Provided data:
^^^^

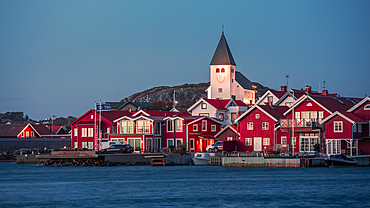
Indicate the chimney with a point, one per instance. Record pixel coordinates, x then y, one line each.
325 92
308 89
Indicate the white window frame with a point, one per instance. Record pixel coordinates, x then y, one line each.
195 127
204 125
248 141
265 125
249 125
338 126
169 125
168 141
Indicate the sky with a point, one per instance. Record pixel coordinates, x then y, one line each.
59 57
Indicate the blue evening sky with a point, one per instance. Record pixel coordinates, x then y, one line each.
59 57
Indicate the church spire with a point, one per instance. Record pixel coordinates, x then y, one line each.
223 54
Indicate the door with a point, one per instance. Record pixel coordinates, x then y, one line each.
257 144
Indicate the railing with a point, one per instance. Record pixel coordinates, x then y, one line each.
299 123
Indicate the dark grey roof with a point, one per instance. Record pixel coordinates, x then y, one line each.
243 81
223 54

^^^^

Work instructions: Could you output every line of the listing above word for word, leaving out the pictures?

Task answer:
Indicate the chimney with a point, one per instance. Record pixel coordinates, x then y, one line each.
325 92
308 89
Indicate the white window frame with a point, one per instance. Record pixel coordinates, x then y, one line each.
195 127
204 125
248 141
265 125
249 125
338 126
169 125
168 141
Indicate the sky with a point, one per instance. Record pixel coordinates, x then y, one line each.
59 57
Indicate the blue evening sky with a point, one per instance. Record pixel coordinates, x then y, one line each.
59 57
Indicate the church spire with a point, one per instance. Record pixel coordinates, x then y, one line each.
223 54
Indicate the door with a point, one per instance. Record pixel coordinates, x then y, one line each.
257 144
Indicate the railing with a point, one per instance. Record pixel coordinates, x then y, one line each.
299 123
Indicate the dark grey roof with a point, one per instance. Record pixel coordinates, x then y, one line each.
243 81
223 54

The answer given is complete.